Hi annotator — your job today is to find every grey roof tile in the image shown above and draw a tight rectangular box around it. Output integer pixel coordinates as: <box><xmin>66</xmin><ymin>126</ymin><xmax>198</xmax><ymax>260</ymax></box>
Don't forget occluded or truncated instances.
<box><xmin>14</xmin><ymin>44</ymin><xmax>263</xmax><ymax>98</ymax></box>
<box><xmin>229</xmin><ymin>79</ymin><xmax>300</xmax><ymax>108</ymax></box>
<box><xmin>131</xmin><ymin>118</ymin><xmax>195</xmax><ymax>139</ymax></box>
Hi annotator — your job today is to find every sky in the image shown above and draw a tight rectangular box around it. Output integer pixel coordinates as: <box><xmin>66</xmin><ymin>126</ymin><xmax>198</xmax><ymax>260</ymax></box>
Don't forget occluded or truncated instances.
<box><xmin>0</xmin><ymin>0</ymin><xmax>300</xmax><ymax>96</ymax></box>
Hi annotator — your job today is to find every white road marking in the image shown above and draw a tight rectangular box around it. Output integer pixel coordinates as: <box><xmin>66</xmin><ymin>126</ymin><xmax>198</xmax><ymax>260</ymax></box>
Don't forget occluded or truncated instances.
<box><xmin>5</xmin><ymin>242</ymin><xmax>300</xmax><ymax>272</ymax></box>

-=-=-=-=-

- **What is expected**:
Convert every line of the records above into a JSON list of strings, one string per line, leaving out any blank lines.

- **Solution below**:
[
  "Hi annotator — your job today is to find every grey roof tile in the image shown above and draw a tight rectangular box around it. Output integer pixel coordinates as: <box><xmin>66</xmin><ymin>126</ymin><xmax>198</xmax><ymax>260</ymax></box>",
  "Don't forget occluded or truncated instances.",
  "<box><xmin>14</xmin><ymin>44</ymin><xmax>263</xmax><ymax>98</ymax></box>",
  "<box><xmin>229</xmin><ymin>79</ymin><xmax>300</xmax><ymax>108</ymax></box>",
  "<box><xmin>131</xmin><ymin>118</ymin><xmax>195</xmax><ymax>139</ymax></box>",
  "Hi annotator — your job today is to find every sky in the image shown above and draw a tight rectangular box around it. Output integer pixel coordinates as: <box><xmin>66</xmin><ymin>126</ymin><xmax>198</xmax><ymax>260</ymax></box>",
  "Don't forget occluded or truncated instances.",
  "<box><xmin>0</xmin><ymin>0</ymin><xmax>300</xmax><ymax>96</ymax></box>",
  "Hi annotator — your job today is to find every white road marking in the image shown above and draw a tight rectangular box around it. Output integer pixel coordinates as: <box><xmin>66</xmin><ymin>126</ymin><xmax>198</xmax><ymax>260</ymax></box>",
  "Don't forget occluded or truncated instances.",
  "<box><xmin>5</xmin><ymin>242</ymin><xmax>300</xmax><ymax>272</ymax></box>"
]